### PROBLEM DESCRIPTION
Rewrite the stretch of the page text from "But that freedom" through "it didn’t believe.", changing "constituents" to "voters".

PAGE TEXT section start

Sandy Roy said the district doesn’t have accountability for what other people say because they have freedom of speech.
But that freedom applies to the board as well, Roy said, and constituents want to know where board members stand — particularly with an election around the corner.
Roy applauded the girls volleyball team for standing up against something in which it didn’t believe.
“We don’t want to play in a co-ed game, we want to play against girls,” Roy said the students were saying.
She called it a safety issue and said women were a protected class under Title IX, the 1972 federal law that prevents sex-based discrimination, harassment and violence in education institutions that receive federal money.
“That is the whole point of Title IX,” Roy said.
Hernandez is a senior who has competed on Jurupa Valley’s girls varsity volleyball and track and field teams since 2022-23. Hernandez was the subject of protests during last season’s track and field season. Hernandez placed first in the girls high jump and triple jump events at the California Interscholastic Federation State Championships in May and also finished second in the girls long jump.
The CIF introduced a pilot entry program before the state meet that allowed an additional student to compete in the events in which Hernandez entered. The program allowed a cisgender female competitor who was displaced by Hernandez to share placings in those events.
Nereyda Hernandez, Hernandez’s mother, was among those who spoke Thursday.
She said the state Education Code protects all students from discrimination and that denying her daughter equal participation was a violation of the law.
Hernandez said her daughter was not the issue, and that a coordinated effort outside the district was spreading fear and pitting parents against each other by using religion.

PAGE TEXT section end
SUPPLIED RECORDS section start

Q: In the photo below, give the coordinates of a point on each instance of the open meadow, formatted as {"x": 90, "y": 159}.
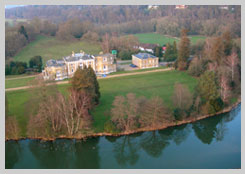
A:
{"x": 155, "y": 38}
{"x": 52, "y": 48}
{"x": 148, "y": 85}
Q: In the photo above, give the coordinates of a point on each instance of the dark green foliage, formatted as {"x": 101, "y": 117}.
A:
{"x": 197, "y": 48}
{"x": 158, "y": 51}
{"x": 171, "y": 53}
{"x": 85, "y": 80}
{"x": 217, "y": 104}
{"x": 227, "y": 42}
{"x": 36, "y": 62}
{"x": 110, "y": 127}
{"x": 207, "y": 86}
{"x": 177, "y": 114}
{"x": 96, "y": 84}
{"x": 197, "y": 66}
{"x": 183, "y": 51}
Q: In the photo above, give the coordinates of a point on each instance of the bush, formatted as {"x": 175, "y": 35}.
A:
{"x": 110, "y": 127}
{"x": 217, "y": 104}
{"x": 177, "y": 114}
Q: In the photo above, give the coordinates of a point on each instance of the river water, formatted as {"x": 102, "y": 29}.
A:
{"x": 210, "y": 143}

SUPPLIED RECORDS section end

### RESULT BELOW
But that freedom applies to the board as well, Roy said, and voters want to know where board members stand — particularly with an election around the corner.
Roy applauded the girls volleyball team for standing up against something in which it didn’t believe.